> **Liste des tâches**
[1] D'après le texte sur la délocalisation de la cour d'assises de l'Allier, qui a pris l'ordonnance du 7 mai ?
[2] Rédigez la suite du texte sur la délocalisation de la cour d'assises de l'Allier, en partant de sa dernière phrase.

> **Texte proposé**
━━━

Respect des consignes sanitaires
Une ordonnance prise le 7 mai par Sophie Degouys, première présidente de la cour d’appel de Riom depuis mars dernier, a décidé une délocalisation temporaire de la cour d’assises de l’Allier au siège du tribunal judiciaire de Montluçon, où quatre affaires (aucune sur le secteur de Montluçon) seront jugées.
Le tribunal judiciaire de Montluçon serait plus adapté que celui de Moulins pour faire respecter les consignes sanitaires.
Cette délocalisation « historique » de la cour d’assises (*) - Maurice Brun, ancien avocat et ancien maire de Montluçon, ne se rappelle pas d’avoir connu cela « de mémoire d’avocat » (notre édition du 14 mai) - ne fait pas l’unanimité des professionnels de justice moulinois.
Un sujet très délicat
« C’est un sujet très délicat », pour Dalila Zane, présidente du tribunal judiciaire de Moulins qui ne commente pas cette décision. Elle souligne : « Ce n’est qu’une décision ponctuelle et les prochaines sessions de cour d’assises se dérouleront à Moulins ».
Sur un plan pratique, cette délocalisation n’aura pas d’incidence sur le fonctionnement du tribunal de la préfecture de l’Allier.
« Les deux magistrats délégués auprès du président Talenti par la cour d’appel de Riom à Montluçon ne sont pas des Moulinois. Cela ne change rien pour les parquetiers (magistrats représentant le ministère public, défendant les intérêts de la société). Ceux de Cusset et Montluçon viennent habituellement à Moulins. Des parquetiers vichyssois et moulinois iront à Montluçon. Nous gérons notre stock d’affaires, important en raison de la grève des avocats et du confinement ».
photo Florian Salesse
Un problème pour les justiciables
Seul le greffier est concerné par cette délocalisation. « Le greffier du tribunal de Moulins sera délégué pendant quinze jours à Montluçon ». Pour Yann Bielak, qui habite entre Moulins et Montluçon, « ce ne sera qu’un quart d’heure de route en plus, avec des compensations financières ».
Côté avocats, Me Dominique-Jean Lardans s’étonne : « C’est surprenant. Je n’ai jamais connu cela en 42 ans de barreau ». L’avocat moulinois est partie civile, représentant une octogénaire yzeurienne, dans la principale affaire de cette session d’assises, une affaire de tentative de meurtre et tentative d’assassinat.

━━━

> **Matériel fourni**
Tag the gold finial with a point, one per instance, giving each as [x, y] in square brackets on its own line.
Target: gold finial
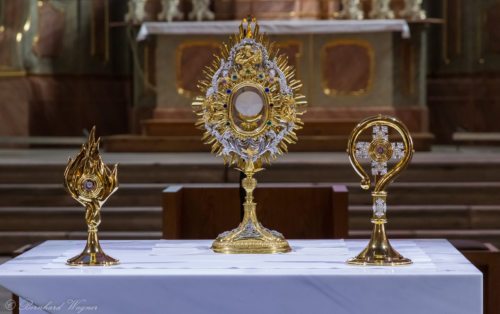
[246, 28]
[90, 182]
[379, 152]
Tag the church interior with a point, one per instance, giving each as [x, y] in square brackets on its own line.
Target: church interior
[132, 69]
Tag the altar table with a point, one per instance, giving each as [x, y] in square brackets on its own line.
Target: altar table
[166, 276]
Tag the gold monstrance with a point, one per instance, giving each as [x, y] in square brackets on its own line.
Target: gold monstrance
[380, 151]
[90, 182]
[250, 112]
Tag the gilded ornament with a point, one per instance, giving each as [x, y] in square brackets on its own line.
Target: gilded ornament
[90, 182]
[380, 151]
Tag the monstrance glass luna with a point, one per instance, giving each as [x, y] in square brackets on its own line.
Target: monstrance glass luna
[380, 151]
[250, 111]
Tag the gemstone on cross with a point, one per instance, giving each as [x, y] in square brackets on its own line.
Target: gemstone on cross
[380, 150]
[379, 207]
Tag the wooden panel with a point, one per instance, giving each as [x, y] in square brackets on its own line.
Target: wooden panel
[298, 211]
[191, 60]
[347, 67]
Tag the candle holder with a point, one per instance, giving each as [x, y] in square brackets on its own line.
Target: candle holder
[380, 151]
[249, 112]
[90, 182]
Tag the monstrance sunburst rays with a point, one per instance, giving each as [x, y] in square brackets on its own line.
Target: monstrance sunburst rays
[250, 110]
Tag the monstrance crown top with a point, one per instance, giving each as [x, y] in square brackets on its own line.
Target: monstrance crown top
[251, 100]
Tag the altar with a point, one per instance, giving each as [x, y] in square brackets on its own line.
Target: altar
[165, 276]
[349, 69]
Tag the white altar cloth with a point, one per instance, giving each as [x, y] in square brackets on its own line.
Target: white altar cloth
[164, 276]
[275, 27]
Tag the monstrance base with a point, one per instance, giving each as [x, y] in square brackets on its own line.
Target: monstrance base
[92, 255]
[379, 251]
[261, 241]
[92, 259]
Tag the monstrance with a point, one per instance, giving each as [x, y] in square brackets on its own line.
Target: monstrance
[379, 152]
[90, 182]
[250, 112]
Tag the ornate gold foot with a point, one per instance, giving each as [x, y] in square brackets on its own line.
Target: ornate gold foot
[92, 254]
[250, 237]
[379, 251]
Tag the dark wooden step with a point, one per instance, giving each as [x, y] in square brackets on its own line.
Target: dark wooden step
[130, 195]
[12, 240]
[35, 195]
[192, 143]
[42, 166]
[491, 235]
[73, 219]
[416, 217]
[437, 193]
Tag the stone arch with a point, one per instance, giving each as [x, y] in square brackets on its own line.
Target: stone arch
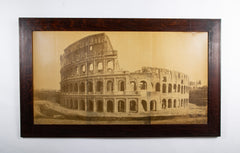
[153, 105]
[82, 87]
[75, 87]
[99, 106]
[169, 103]
[175, 103]
[144, 105]
[100, 66]
[164, 104]
[82, 105]
[121, 106]
[109, 86]
[133, 105]
[90, 106]
[110, 106]
[143, 85]
[121, 85]
[169, 88]
[89, 86]
[90, 68]
[164, 88]
[99, 87]
[110, 66]
[157, 86]
[133, 85]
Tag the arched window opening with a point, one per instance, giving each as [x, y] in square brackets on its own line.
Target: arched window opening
[164, 104]
[82, 87]
[144, 105]
[121, 106]
[75, 104]
[179, 88]
[90, 106]
[133, 105]
[157, 88]
[99, 106]
[110, 66]
[133, 86]
[91, 67]
[100, 66]
[175, 103]
[143, 85]
[82, 105]
[152, 105]
[110, 106]
[70, 88]
[169, 103]
[109, 86]
[99, 86]
[89, 86]
[121, 86]
[75, 88]
[83, 68]
[164, 88]
[169, 88]
[175, 88]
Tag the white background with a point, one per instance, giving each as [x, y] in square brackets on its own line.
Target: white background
[228, 11]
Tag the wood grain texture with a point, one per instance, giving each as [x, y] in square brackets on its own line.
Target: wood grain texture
[28, 25]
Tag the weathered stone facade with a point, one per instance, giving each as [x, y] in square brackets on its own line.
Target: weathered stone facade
[93, 83]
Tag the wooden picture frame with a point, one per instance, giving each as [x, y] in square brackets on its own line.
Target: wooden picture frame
[28, 25]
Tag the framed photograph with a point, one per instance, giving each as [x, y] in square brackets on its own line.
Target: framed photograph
[92, 77]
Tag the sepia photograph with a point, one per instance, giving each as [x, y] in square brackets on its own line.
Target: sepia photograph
[113, 77]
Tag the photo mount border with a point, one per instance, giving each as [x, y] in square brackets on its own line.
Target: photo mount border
[28, 25]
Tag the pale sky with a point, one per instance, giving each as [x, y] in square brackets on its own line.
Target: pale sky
[181, 51]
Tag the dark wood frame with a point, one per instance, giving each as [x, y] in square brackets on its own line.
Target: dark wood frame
[28, 25]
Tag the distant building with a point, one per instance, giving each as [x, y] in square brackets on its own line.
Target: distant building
[92, 83]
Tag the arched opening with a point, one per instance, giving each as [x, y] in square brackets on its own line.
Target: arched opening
[133, 86]
[175, 103]
[121, 106]
[99, 106]
[82, 105]
[179, 88]
[164, 104]
[83, 68]
[157, 87]
[90, 67]
[90, 106]
[169, 88]
[133, 105]
[121, 86]
[110, 66]
[100, 67]
[152, 105]
[143, 85]
[175, 88]
[82, 87]
[70, 104]
[99, 87]
[75, 104]
[169, 103]
[75, 87]
[109, 86]
[164, 88]
[144, 105]
[89, 86]
[110, 106]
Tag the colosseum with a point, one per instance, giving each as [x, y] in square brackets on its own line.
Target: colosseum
[93, 84]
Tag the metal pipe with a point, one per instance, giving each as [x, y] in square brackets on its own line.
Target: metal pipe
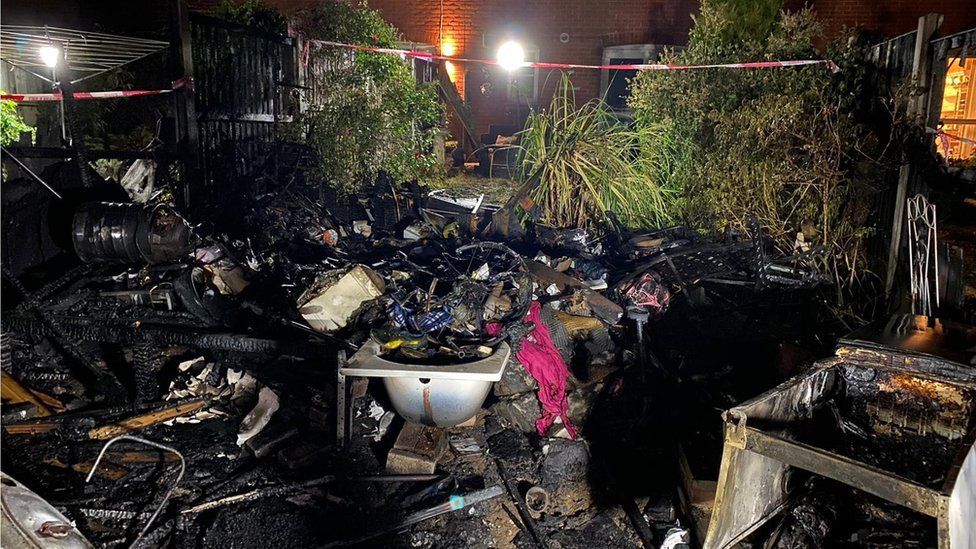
[169, 493]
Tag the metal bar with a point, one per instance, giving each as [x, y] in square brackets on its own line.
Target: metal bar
[30, 172]
[342, 406]
[63, 153]
[851, 472]
[169, 493]
[921, 61]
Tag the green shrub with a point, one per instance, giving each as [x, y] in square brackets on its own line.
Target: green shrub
[12, 123]
[367, 113]
[793, 147]
[11, 126]
[591, 163]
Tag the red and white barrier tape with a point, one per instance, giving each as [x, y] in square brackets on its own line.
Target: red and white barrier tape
[428, 56]
[32, 97]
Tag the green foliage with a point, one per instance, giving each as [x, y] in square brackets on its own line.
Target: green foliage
[591, 163]
[792, 146]
[252, 13]
[12, 124]
[367, 113]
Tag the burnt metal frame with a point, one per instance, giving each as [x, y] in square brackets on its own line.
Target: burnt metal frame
[886, 485]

━━━

> **Réponses attendues**
[1] Sophie Degouys, première présidente de la cour d'appel de Riom.

[2]
« Cela pose un problème de déplacement à ma cliente, âgée de 82 ans », dit-il, ajoutant : « la salle Robert-Badinter de Montluçon est bien plus petite que la salle d’assises de Moulins. Il n’y aurait pas eu de problème de distanciation pour les jurés, qui pouvaient cheminer sans passer par l’extérieur et délibérer dans la bibliothèque des avocats. J’espère que Moulins va récupérer le tribunal criminel ».
Décision de dernière minute
Pour Me Carole Grellet, sa consœur, partie civile pour une deuxième victime dans le même procès, « cette délocalisation est une surprise. Je ne comprends pas. Cela complique les choses, pour cette affaire sensible et éprouvante. Mon client devra effectuer des allers-retours Moulins-Montluçon (140 km aller-retour). Il faut gérer cette délocalisation à la dernière minute ».
Pascal Larcher
- La cour d’assises
Nouvelle appellation, depuis 1810, des tribunaux criminels créés à la Révolution française, la cour d'assises est une juridiction départementale compétente pour juger les personnes accusées d’avoir commis un crime. Les crimes étant les infractions les plus graves (assassinat, meurtre, empoisonnement, rapt, viol, vol à main armée..). La cour d'assises se réunit toujours au chef-lieu du département (sauf quand le département a une cour d’appel comme c’est le cas pour Riom, dans le Puy-de-Dôme). Elle comprend la cour - le président et ses deux assesseurs, magistrats professionnels - et le jury populaire composé des jurés (six en première instance), tirés au sort à partir des listes électorales.